Exercise objective
Rewrite the records starting at the line that contains "Exercise. Annotate the yellow" and ending at the line that contains "x=397, y=162", requests included, multiplying each answer coordinate by 0.6 and rounding it to a whole number with halves rounded up, while keeping the sample coordinates in the requests unchanged. Leave the pictures out of your answer.
━━━━━━━━━━━━━━━━━━━━━━━━━━━━━━
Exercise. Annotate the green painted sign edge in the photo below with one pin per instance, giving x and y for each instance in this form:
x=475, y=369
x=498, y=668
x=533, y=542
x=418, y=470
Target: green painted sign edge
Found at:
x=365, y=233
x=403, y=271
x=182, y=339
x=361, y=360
━━━━━━━━━━━━━━━━━━━━━━━━━━━━━━
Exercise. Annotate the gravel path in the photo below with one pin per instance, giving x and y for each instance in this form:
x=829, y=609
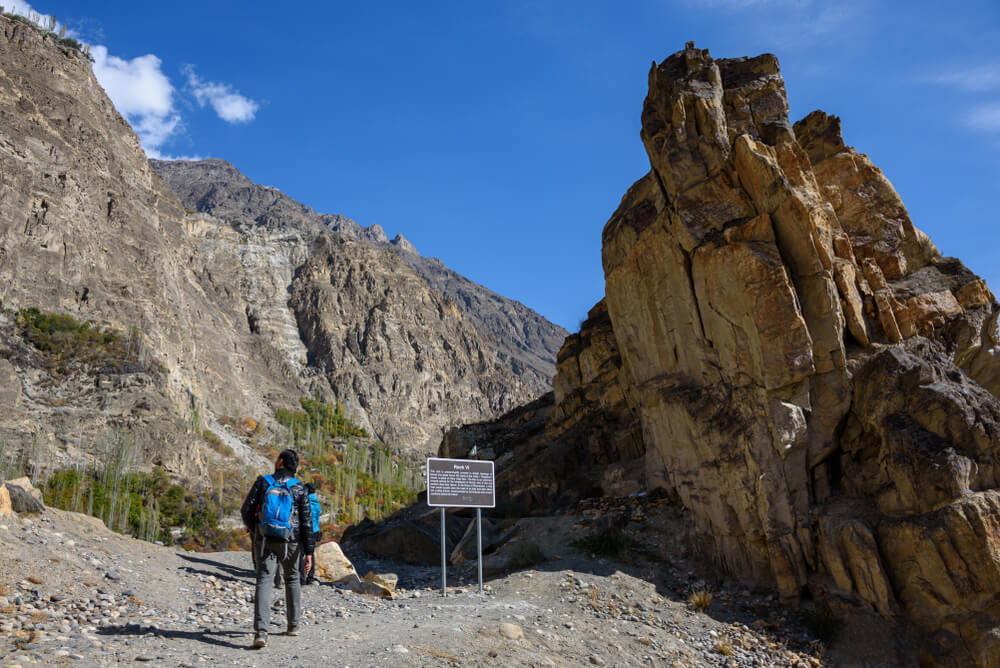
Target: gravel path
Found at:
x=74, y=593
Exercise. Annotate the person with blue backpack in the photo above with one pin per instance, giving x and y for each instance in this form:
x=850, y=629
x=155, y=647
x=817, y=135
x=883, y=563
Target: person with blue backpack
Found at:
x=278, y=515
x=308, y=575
━━━━━━━━━━━━━━━━━━━━━━━━━━━━━━
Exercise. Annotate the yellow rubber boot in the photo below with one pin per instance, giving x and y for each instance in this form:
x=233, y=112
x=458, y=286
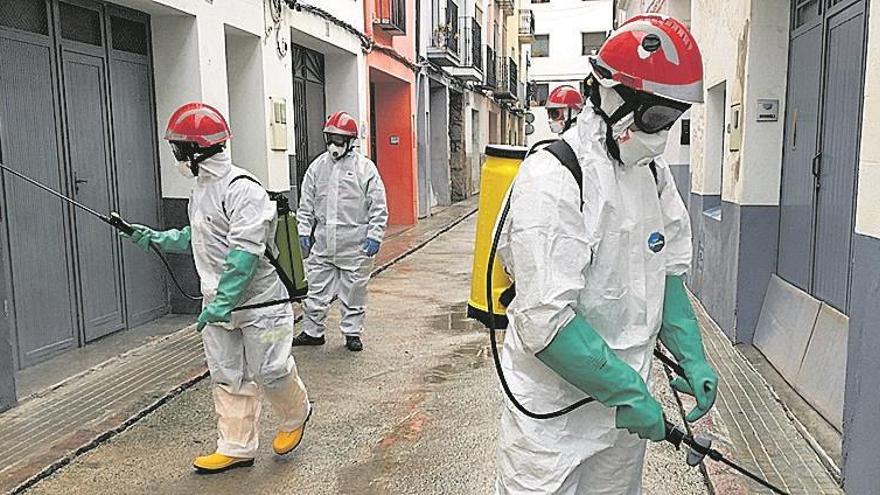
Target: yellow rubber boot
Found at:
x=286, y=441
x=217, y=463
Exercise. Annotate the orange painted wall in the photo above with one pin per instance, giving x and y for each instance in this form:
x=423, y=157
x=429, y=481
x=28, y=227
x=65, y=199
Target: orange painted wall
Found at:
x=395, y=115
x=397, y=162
━━━━━━━━━━━━━━━━━━━━━━━━━━━━━━
Task solution
Exercise. Annotate the yellow rubber boot in the photo below with one pin per instance, giving x and y for each instance in this form:
x=233, y=112
x=458, y=286
Target: yellow rubber boot
Found at:
x=172, y=265
x=130, y=278
Exercise. Annotate the orange painted wall in the photo above with one pin per instance, giving x and y for each instance in this form:
x=423, y=157
x=429, y=481
x=28, y=227
x=65, y=199
Target: orange painted wall
Found at:
x=237, y=69
x=238, y=97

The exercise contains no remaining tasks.